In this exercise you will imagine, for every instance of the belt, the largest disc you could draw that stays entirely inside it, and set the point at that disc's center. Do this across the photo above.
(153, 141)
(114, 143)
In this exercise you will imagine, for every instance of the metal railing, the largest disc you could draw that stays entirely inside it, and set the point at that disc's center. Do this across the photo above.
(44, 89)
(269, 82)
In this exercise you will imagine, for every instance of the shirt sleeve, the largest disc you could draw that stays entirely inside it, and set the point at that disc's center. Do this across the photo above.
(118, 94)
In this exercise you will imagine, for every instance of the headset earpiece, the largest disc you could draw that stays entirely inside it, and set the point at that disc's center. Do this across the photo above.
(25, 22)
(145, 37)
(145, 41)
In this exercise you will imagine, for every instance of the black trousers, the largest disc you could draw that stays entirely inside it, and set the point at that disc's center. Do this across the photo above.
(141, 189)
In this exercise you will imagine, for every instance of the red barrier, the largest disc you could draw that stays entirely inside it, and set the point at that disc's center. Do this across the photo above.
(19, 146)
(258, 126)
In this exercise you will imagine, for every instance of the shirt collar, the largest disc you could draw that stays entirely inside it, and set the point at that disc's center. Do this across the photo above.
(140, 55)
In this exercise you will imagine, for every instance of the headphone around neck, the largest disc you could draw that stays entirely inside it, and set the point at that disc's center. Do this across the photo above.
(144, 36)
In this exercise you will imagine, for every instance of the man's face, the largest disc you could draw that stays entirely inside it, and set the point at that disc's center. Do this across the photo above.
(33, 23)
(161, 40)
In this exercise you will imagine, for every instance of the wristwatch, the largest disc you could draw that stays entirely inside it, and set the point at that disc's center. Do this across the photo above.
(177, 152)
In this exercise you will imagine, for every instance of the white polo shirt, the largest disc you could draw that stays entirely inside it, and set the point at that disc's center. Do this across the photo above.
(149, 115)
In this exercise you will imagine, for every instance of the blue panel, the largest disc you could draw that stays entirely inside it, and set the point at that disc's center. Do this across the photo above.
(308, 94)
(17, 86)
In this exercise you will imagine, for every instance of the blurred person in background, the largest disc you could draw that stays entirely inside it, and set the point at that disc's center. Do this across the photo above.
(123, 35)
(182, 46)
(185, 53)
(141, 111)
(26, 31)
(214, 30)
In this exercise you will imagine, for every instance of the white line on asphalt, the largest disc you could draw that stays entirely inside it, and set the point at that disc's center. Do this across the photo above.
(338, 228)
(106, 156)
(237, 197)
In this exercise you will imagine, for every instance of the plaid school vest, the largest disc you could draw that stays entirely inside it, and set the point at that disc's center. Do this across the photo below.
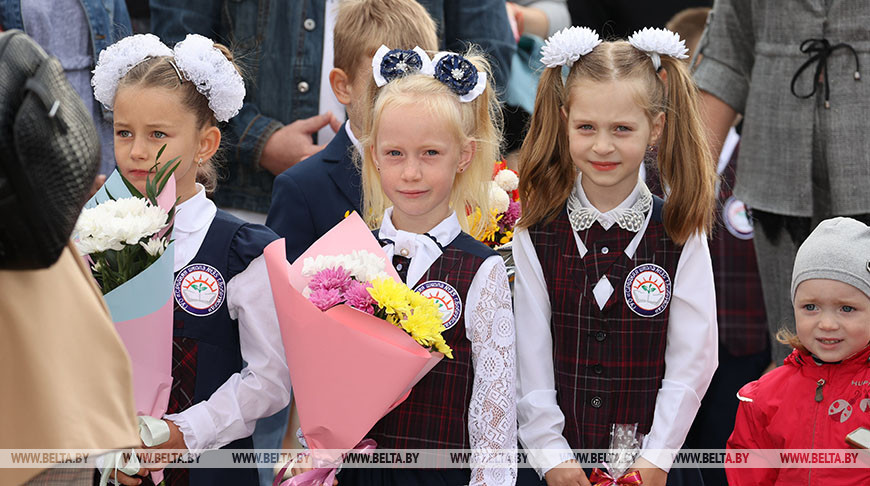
(608, 363)
(206, 349)
(435, 415)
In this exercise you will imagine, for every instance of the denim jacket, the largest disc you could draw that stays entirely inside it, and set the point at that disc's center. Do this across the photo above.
(280, 43)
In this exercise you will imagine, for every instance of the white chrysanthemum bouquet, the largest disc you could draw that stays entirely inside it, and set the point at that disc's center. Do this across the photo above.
(122, 237)
(504, 201)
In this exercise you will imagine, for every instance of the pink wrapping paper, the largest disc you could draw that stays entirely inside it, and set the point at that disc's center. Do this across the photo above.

• _Exercise_
Using the records above, copy exactly the lines from the one containing "of the denim" through the last, inclusive, and nothing else.

• _Answer for this exercise_
In this exercise you will imagine, for every instance of the denim jacket, the largest disc you could draw that stays entirely inside it, and set the point at that disc's center. Do this across the photo above.
(280, 43)
In this exercise you will imagine, for every instance of the white chrysanthemum bouquet, the largest disc you could draw that stays entirely inside it, and set the point at that disc's center. Do this across the photo above.
(122, 237)
(504, 201)
In this exercise you will imagine, for every instance of the pink wrapping paper, the largest disc you could draw that stays entirely inside it, and set the point at that disc's center. Do this across the photo above.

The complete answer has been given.